_Description of the task_
Count the rows below that contain the string "sneaker". Reply with that number alone.

____________

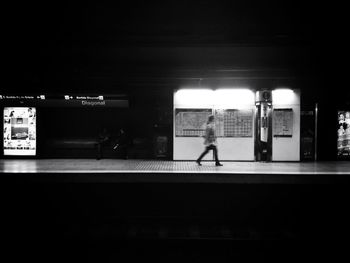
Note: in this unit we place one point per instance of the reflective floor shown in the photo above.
(156, 166)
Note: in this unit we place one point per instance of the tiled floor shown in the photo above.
(156, 166)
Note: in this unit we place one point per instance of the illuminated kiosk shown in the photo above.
(19, 131)
(235, 114)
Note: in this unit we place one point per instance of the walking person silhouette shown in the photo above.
(210, 141)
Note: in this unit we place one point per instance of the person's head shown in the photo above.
(210, 118)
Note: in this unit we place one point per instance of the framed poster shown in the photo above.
(343, 133)
(19, 134)
(191, 122)
(234, 123)
(283, 122)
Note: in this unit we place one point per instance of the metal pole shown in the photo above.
(316, 123)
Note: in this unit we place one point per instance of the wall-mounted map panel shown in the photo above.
(283, 122)
(191, 122)
(234, 123)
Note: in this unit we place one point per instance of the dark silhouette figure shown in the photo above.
(210, 142)
(102, 141)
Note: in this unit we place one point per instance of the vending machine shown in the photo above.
(263, 127)
(343, 146)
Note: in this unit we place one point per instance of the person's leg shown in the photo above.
(202, 155)
(217, 162)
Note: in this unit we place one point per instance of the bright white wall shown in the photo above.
(287, 148)
(189, 148)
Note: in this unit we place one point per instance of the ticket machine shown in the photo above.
(263, 125)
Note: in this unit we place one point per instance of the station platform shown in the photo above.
(115, 170)
(174, 211)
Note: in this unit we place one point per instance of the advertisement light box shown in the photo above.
(19, 131)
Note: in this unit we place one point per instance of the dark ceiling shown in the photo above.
(59, 46)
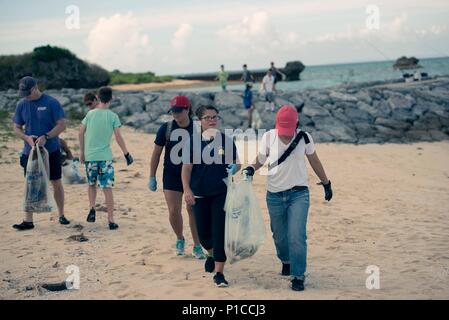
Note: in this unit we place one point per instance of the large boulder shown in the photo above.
(228, 100)
(313, 110)
(133, 102)
(404, 63)
(293, 70)
(399, 101)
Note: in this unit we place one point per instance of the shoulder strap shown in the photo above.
(168, 132)
(291, 147)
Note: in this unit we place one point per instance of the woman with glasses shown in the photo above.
(213, 157)
(181, 111)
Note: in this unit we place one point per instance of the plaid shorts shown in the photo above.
(101, 172)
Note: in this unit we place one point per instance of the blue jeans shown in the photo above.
(288, 214)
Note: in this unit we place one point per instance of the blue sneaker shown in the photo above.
(180, 247)
(198, 252)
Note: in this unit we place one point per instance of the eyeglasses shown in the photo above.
(214, 118)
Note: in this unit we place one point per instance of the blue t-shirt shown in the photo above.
(39, 117)
(208, 173)
(247, 98)
(161, 140)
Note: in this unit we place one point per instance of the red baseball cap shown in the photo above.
(286, 121)
(179, 104)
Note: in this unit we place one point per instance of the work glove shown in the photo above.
(249, 171)
(232, 169)
(327, 190)
(152, 184)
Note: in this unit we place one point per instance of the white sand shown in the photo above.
(390, 209)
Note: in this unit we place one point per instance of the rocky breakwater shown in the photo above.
(360, 113)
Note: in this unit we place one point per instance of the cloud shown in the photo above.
(118, 42)
(181, 36)
(255, 33)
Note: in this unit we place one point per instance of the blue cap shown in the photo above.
(25, 86)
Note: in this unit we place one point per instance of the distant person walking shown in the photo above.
(43, 118)
(278, 75)
(286, 148)
(247, 76)
(248, 102)
(222, 77)
(95, 136)
(269, 88)
(181, 110)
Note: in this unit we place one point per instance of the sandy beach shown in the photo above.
(390, 209)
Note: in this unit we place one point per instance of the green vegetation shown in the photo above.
(118, 77)
(54, 68)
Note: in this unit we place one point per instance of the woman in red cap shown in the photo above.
(288, 192)
(169, 135)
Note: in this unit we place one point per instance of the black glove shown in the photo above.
(327, 191)
(129, 159)
(249, 171)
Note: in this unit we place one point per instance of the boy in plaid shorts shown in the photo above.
(95, 143)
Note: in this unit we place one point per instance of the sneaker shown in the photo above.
(113, 226)
(180, 244)
(198, 252)
(285, 269)
(91, 215)
(24, 226)
(220, 281)
(209, 266)
(297, 284)
(63, 220)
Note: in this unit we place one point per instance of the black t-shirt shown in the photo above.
(161, 140)
(209, 171)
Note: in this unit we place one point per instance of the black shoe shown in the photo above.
(113, 226)
(285, 269)
(24, 226)
(298, 284)
(209, 265)
(91, 215)
(220, 281)
(63, 220)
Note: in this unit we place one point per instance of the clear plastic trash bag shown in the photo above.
(71, 173)
(244, 226)
(38, 198)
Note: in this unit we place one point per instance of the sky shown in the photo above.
(179, 37)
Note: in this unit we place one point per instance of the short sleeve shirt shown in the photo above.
(290, 173)
(39, 117)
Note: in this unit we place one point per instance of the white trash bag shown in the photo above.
(38, 198)
(244, 226)
(71, 173)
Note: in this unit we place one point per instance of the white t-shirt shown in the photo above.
(290, 173)
(268, 82)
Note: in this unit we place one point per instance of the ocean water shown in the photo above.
(324, 76)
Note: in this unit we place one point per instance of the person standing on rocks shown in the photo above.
(181, 110)
(276, 73)
(43, 118)
(248, 103)
(247, 76)
(269, 88)
(287, 198)
(222, 77)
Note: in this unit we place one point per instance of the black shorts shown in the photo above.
(54, 160)
(172, 182)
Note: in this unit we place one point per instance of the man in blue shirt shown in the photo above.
(43, 118)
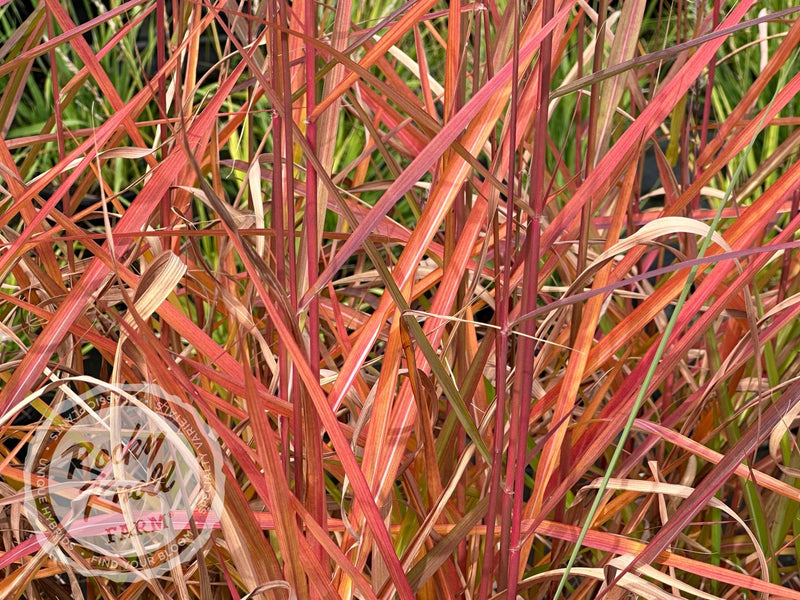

____________

_Exercise response_
2